** START Data for this exercise **

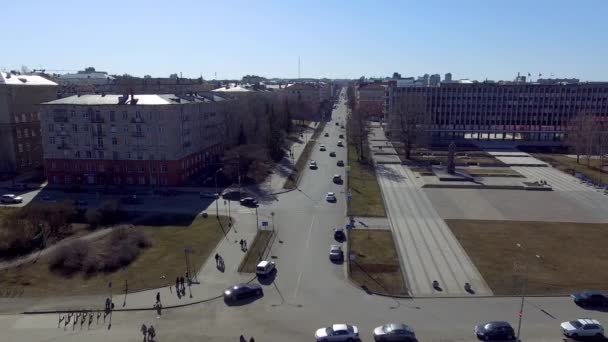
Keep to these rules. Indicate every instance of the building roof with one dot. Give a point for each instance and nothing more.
(141, 100)
(10, 79)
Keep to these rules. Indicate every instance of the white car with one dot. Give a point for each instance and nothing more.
(10, 199)
(337, 332)
(582, 327)
(331, 197)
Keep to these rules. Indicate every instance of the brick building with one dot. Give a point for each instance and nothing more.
(506, 110)
(131, 140)
(20, 142)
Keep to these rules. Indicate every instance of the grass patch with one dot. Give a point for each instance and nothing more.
(376, 266)
(294, 177)
(362, 181)
(165, 257)
(590, 168)
(256, 252)
(573, 255)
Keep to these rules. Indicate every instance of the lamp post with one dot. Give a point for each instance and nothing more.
(217, 194)
(524, 288)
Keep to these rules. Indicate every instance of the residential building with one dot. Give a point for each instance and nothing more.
(20, 142)
(526, 112)
(156, 139)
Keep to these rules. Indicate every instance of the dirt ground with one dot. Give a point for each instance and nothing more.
(572, 256)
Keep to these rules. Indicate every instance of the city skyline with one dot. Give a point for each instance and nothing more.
(471, 40)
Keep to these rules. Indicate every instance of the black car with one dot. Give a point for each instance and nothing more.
(249, 202)
(590, 299)
(495, 331)
(242, 291)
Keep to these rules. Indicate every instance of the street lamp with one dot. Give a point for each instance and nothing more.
(217, 194)
(524, 288)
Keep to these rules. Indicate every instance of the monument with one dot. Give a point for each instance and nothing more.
(451, 153)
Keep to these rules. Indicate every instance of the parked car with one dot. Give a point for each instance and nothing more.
(582, 327)
(331, 197)
(394, 332)
(495, 331)
(590, 298)
(242, 291)
(336, 253)
(339, 234)
(264, 268)
(337, 332)
(10, 199)
(249, 202)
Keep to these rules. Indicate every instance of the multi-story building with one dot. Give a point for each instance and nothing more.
(20, 142)
(370, 99)
(131, 140)
(516, 111)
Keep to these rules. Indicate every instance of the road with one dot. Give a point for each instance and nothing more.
(309, 291)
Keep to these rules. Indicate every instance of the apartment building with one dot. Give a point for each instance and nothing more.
(155, 139)
(505, 110)
(20, 142)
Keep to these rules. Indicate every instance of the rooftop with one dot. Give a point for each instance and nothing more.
(10, 79)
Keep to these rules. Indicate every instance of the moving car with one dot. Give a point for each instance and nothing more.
(590, 298)
(249, 202)
(336, 253)
(339, 234)
(582, 327)
(10, 199)
(337, 332)
(242, 291)
(264, 268)
(394, 332)
(495, 331)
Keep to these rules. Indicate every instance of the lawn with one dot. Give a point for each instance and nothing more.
(156, 266)
(569, 165)
(255, 253)
(362, 181)
(572, 255)
(376, 266)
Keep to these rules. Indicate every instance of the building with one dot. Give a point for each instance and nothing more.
(20, 142)
(370, 99)
(526, 112)
(131, 140)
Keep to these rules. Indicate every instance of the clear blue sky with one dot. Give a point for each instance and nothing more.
(472, 39)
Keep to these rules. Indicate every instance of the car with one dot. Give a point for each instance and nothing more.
(394, 332)
(10, 199)
(495, 331)
(264, 268)
(242, 291)
(339, 234)
(249, 202)
(582, 327)
(336, 253)
(337, 332)
(590, 298)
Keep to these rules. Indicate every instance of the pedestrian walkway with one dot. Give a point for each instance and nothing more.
(427, 247)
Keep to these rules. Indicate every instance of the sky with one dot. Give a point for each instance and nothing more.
(473, 39)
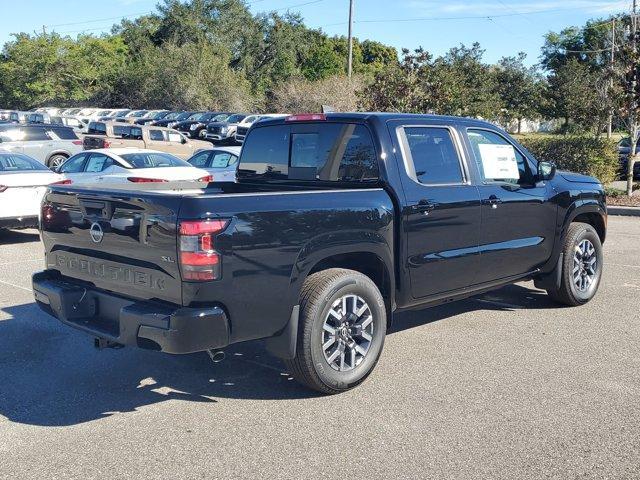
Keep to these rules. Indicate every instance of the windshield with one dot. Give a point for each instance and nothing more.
(153, 160)
(16, 162)
(235, 118)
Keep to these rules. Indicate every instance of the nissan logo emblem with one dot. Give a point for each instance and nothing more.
(96, 232)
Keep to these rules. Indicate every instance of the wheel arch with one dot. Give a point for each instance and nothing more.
(589, 213)
(365, 262)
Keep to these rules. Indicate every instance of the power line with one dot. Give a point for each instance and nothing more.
(98, 20)
(467, 17)
(297, 5)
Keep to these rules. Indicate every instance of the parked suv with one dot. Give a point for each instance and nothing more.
(49, 144)
(195, 124)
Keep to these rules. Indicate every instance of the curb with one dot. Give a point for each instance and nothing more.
(626, 211)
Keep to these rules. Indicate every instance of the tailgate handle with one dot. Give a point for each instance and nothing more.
(95, 208)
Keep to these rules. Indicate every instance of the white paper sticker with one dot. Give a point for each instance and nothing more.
(499, 162)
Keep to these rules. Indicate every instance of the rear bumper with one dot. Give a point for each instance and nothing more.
(150, 325)
(19, 222)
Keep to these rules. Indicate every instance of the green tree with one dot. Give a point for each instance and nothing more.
(574, 92)
(50, 69)
(520, 88)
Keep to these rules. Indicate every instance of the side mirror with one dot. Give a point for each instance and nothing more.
(546, 171)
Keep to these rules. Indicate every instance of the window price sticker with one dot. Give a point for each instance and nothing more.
(499, 162)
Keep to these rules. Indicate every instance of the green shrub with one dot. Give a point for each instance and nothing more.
(597, 157)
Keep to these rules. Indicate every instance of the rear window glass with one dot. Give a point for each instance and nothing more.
(97, 128)
(121, 131)
(19, 163)
(153, 160)
(63, 133)
(322, 151)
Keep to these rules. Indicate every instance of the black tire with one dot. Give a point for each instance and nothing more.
(56, 160)
(569, 293)
(319, 293)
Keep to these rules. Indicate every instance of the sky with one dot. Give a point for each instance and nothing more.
(502, 27)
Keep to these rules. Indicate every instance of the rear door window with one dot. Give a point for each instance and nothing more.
(498, 160)
(35, 134)
(98, 162)
(74, 165)
(62, 133)
(156, 135)
(431, 156)
(135, 133)
(222, 160)
(97, 128)
(18, 163)
(200, 160)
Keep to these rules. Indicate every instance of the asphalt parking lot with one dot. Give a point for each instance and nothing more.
(506, 385)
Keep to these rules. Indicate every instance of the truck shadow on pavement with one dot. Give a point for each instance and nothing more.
(18, 236)
(52, 376)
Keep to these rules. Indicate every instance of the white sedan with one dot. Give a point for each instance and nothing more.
(23, 183)
(221, 162)
(129, 166)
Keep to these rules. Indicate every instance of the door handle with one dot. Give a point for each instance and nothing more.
(494, 201)
(423, 206)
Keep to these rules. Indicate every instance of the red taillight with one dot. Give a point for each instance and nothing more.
(145, 180)
(306, 117)
(202, 226)
(47, 212)
(199, 261)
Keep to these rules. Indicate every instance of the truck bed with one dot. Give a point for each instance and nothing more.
(272, 241)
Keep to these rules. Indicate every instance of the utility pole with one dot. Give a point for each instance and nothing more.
(613, 48)
(350, 59)
(633, 104)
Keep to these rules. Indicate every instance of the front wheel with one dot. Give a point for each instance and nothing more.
(343, 324)
(581, 266)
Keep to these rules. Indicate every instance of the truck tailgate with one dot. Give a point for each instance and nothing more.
(119, 241)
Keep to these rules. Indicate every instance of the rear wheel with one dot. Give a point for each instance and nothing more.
(56, 161)
(342, 328)
(581, 266)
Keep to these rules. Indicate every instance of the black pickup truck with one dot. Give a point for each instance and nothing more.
(336, 222)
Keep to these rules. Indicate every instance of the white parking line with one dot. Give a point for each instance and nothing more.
(499, 304)
(21, 261)
(16, 286)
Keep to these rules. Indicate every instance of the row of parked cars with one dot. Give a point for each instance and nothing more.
(113, 153)
(216, 127)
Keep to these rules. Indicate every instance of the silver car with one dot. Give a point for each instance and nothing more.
(221, 162)
(51, 145)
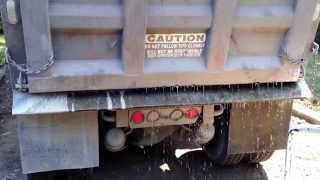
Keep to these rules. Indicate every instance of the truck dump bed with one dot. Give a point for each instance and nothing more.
(114, 44)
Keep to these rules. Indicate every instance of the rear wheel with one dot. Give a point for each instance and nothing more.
(257, 157)
(217, 149)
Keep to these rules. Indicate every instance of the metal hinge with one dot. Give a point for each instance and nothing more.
(26, 69)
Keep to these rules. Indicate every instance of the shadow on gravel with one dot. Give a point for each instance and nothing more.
(137, 164)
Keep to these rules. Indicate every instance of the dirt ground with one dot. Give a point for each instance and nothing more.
(302, 162)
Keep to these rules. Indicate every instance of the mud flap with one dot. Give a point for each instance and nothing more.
(58, 141)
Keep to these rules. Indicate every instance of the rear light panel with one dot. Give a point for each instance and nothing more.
(152, 117)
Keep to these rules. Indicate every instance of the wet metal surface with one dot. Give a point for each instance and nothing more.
(24, 103)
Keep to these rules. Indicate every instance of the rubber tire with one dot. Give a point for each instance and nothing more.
(257, 157)
(217, 149)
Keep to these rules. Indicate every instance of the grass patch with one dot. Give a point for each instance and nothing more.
(2, 41)
(2, 53)
(313, 83)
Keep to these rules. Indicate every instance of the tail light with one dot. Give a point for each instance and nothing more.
(192, 113)
(137, 117)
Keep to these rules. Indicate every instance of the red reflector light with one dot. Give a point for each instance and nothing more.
(192, 113)
(137, 117)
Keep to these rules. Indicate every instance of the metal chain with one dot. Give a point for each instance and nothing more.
(24, 68)
(315, 51)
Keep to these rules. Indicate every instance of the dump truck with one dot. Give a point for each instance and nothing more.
(220, 75)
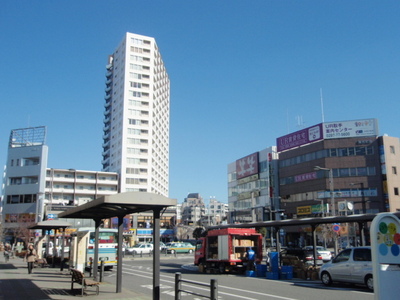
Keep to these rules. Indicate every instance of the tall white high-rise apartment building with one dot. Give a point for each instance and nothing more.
(136, 116)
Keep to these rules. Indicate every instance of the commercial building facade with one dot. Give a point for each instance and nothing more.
(33, 193)
(253, 194)
(136, 116)
(337, 168)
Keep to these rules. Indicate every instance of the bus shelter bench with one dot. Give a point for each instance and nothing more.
(78, 277)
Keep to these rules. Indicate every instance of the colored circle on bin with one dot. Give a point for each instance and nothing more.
(383, 249)
(395, 250)
(383, 227)
(392, 228)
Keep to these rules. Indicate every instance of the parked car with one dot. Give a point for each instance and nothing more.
(352, 265)
(162, 245)
(180, 248)
(306, 256)
(142, 248)
(325, 253)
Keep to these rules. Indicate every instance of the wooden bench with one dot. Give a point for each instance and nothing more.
(79, 277)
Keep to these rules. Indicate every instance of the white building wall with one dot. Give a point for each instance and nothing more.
(24, 177)
(136, 137)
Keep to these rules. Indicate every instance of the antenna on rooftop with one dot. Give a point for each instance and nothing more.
(322, 105)
(300, 122)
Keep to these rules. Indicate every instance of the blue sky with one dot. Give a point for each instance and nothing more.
(242, 74)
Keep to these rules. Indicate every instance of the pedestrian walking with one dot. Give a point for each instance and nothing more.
(30, 257)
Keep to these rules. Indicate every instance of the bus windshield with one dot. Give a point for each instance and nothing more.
(104, 237)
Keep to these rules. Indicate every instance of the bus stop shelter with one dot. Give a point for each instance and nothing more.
(120, 205)
(53, 225)
(360, 219)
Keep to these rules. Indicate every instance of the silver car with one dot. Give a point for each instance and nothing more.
(352, 265)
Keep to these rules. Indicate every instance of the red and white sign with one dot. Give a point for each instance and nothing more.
(247, 166)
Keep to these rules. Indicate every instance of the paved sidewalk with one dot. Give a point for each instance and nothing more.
(51, 283)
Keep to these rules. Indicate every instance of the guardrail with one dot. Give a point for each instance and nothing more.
(178, 287)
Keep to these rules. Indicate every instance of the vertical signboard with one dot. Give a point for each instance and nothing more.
(385, 245)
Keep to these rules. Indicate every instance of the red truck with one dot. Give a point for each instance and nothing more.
(224, 250)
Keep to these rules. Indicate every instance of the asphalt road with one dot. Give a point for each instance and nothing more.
(137, 275)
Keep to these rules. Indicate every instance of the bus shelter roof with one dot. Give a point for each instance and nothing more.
(50, 224)
(118, 204)
(314, 221)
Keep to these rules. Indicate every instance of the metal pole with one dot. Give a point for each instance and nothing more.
(119, 253)
(156, 256)
(96, 248)
(177, 286)
(214, 289)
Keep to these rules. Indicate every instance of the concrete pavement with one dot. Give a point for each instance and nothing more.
(51, 283)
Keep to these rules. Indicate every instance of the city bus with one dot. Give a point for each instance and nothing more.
(108, 245)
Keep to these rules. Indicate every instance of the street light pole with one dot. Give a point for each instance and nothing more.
(331, 188)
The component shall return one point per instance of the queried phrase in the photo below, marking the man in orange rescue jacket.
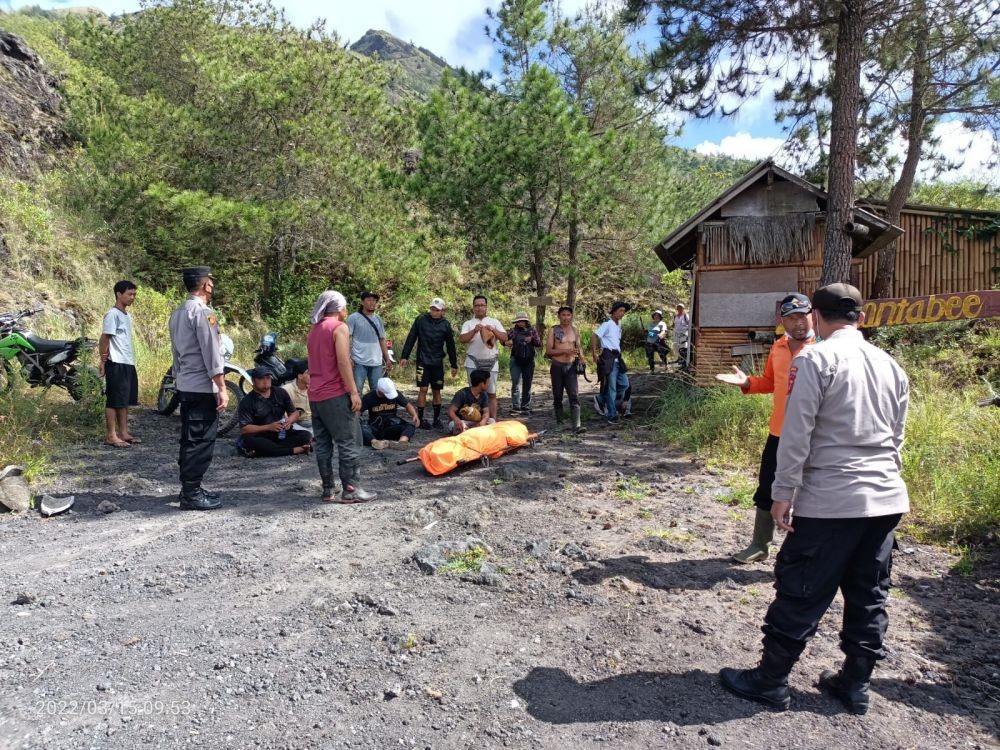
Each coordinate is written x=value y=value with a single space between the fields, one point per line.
x=797 y=322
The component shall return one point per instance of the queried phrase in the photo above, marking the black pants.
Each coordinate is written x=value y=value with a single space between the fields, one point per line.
x=267 y=443
x=564 y=377
x=765 y=477
x=391 y=431
x=199 y=426
x=853 y=555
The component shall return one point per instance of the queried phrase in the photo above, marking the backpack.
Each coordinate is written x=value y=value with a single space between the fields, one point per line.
x=521 y=349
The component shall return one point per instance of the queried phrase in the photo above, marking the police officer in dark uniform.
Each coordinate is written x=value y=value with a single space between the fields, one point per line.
x=198 y=370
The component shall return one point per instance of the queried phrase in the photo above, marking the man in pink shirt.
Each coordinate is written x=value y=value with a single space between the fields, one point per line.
x=334 y=399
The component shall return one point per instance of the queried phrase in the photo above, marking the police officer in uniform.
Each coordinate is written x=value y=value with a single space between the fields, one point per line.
x=839 y=467
x=198 y=370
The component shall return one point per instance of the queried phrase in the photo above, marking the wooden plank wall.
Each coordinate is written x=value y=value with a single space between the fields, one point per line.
x=925 y=266
x=713 y=346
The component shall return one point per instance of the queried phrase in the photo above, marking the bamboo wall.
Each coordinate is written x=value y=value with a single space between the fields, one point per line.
x=924 y=263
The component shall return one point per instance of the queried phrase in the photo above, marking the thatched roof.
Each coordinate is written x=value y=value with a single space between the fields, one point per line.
x=677 y=250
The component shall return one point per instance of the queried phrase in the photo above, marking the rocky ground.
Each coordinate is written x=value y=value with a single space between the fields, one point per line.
x=604 y=606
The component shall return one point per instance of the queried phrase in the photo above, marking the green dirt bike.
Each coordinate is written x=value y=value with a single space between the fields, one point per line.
x=43 y=363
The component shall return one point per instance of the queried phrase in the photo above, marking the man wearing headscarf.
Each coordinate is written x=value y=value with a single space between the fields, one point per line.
x=334 y=399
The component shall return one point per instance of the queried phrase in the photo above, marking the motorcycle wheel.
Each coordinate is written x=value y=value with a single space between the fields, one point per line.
x=78 y=377
x=228 y=419
x=167 y=399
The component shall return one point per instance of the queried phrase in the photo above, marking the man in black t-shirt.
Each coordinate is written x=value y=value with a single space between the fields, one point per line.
x=385 y=429
x=266 y=416
x=470 y=406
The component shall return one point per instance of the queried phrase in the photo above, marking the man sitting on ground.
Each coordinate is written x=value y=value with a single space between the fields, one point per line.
x=266 y=416
x=470 y=406
x=298 y=391
x=385 y=429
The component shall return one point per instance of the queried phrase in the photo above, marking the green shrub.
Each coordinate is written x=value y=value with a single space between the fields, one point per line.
x=719 y=424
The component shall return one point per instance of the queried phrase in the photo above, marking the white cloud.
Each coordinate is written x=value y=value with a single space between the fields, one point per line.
x=744 y=146
x=970 y=151
x=452 y=29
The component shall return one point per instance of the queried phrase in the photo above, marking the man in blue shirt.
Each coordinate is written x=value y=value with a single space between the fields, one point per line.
x=369 y=352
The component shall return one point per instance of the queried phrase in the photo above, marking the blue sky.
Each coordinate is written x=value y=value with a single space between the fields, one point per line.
x=453 y=29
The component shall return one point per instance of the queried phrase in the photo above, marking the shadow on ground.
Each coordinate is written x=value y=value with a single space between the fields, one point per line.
x=686 y=574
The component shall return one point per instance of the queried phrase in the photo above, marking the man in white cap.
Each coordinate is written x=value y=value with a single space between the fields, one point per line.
x=523 y=340
x=432 y=333
x=656 y=340
x=334 y=400
x=385 y=429
x=484 y=336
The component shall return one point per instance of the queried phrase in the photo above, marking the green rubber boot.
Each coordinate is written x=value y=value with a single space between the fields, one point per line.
x=763 y=532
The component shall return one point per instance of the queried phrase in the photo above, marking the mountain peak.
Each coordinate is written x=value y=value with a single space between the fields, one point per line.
x=419 y=69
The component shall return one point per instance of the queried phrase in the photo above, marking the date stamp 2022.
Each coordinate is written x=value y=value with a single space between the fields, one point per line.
x=56 y=707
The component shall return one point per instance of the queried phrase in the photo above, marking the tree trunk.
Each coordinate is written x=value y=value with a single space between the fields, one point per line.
x=843 y=142
x=573 y=254
x=882 y=287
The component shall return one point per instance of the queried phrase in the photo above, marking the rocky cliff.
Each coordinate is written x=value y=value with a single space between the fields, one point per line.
x=30 y=123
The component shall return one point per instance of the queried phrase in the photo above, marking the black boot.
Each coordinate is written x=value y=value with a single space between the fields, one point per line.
x=850 y=684
x=766 y=683
x=193 y=497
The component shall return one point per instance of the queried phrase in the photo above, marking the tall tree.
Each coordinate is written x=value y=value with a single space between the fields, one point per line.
x=714 y=55
x=930 y=62
x=536 y=166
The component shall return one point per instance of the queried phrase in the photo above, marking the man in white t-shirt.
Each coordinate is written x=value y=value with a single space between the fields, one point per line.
x=484 y=335
x=606 y=347
x=117 y=367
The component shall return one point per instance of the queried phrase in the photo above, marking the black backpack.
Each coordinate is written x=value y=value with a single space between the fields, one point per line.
x=521 y=349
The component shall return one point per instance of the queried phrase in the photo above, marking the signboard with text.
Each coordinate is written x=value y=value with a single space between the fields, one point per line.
x=933 y=308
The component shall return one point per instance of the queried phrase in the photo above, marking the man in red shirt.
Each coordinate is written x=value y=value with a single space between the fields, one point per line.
x=797 y=322
x=334 y=399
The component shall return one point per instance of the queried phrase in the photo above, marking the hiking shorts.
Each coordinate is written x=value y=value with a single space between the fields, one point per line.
x=430 y=375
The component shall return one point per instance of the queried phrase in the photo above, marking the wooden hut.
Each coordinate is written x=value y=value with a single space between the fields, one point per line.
x=763 y=238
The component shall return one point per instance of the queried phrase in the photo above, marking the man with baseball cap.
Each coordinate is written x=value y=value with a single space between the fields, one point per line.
x=369 y=351
x=385 y=429
x=796 y=319
x=484 y=336
x=524 y=341
x=266 y=416
x=432 y=333
x=839 y=469
x=198 y=370
x=605 y=346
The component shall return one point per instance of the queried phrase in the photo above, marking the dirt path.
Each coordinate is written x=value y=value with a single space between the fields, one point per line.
x=279 y=622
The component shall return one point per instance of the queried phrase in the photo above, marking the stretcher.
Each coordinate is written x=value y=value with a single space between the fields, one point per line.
x=481 y=444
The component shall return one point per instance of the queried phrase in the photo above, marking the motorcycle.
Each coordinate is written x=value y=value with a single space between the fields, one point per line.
x=168 y=399
x=43 y=362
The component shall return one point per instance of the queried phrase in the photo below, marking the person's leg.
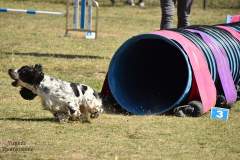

** END Data for this exercise **

→ Request
Copy out the rows from the line containing "the motorcycle wheel." through the line containing "x=719 y=424", both ends included. In those rows, shift every x and y coordinate value up by 29 and leave all other lines unchanged.

→ Response for this exercise
The component shall return one point per instance of the queried phrase in the photo above, marking the motorcycle wheel.
Each coordinate is written x=value y=value with a single space between the fields, one point per line.
x=107 y=406
x=257 y=448
x=196 y=428
The component shall return one point per instance of the queried phrase in the photo above, marking the man in black t-shirt.
Each coordinate is written x=value y=value with a single space between the fields, one point per line.
x=414 y=458
x=295 y=445
x=499 y=435
The component shall return one point per instance of the queried phrase in the photo above, marking the man sitting on ground.
Each coordinate is written x=value y=value with a single space between the fields, one point per line.
x=295 y=445
x=499 y=435
x=327 y=420
x=414 y=458
The component shall return one point per instance of the queried phrase in the photo above, marking the green shrub.
Each coordinate is written x=value y=value with a single space between the fields, one point per line.
x=748 y=453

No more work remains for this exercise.